**DIRECTIONS**
Can you put every line of the material below into a numbered list, skipping blank lines and leaving the pictures out?

Items listed in a dataset
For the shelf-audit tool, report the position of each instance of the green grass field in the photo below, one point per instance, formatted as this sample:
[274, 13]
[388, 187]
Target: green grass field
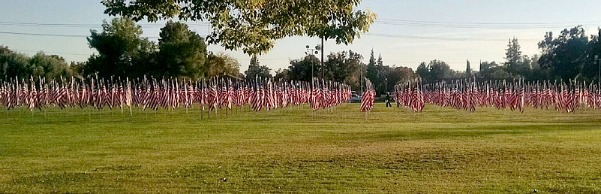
[440, 150]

**RESULT OF THE TASK**
1. For the shelf-audit tool, report the position of each instance of the green grass field in the photo below, one point per instance, formatted as this sample:
2. [274, 13]
3. [388, 187]
4. Target: green grass field
5. [440, 150]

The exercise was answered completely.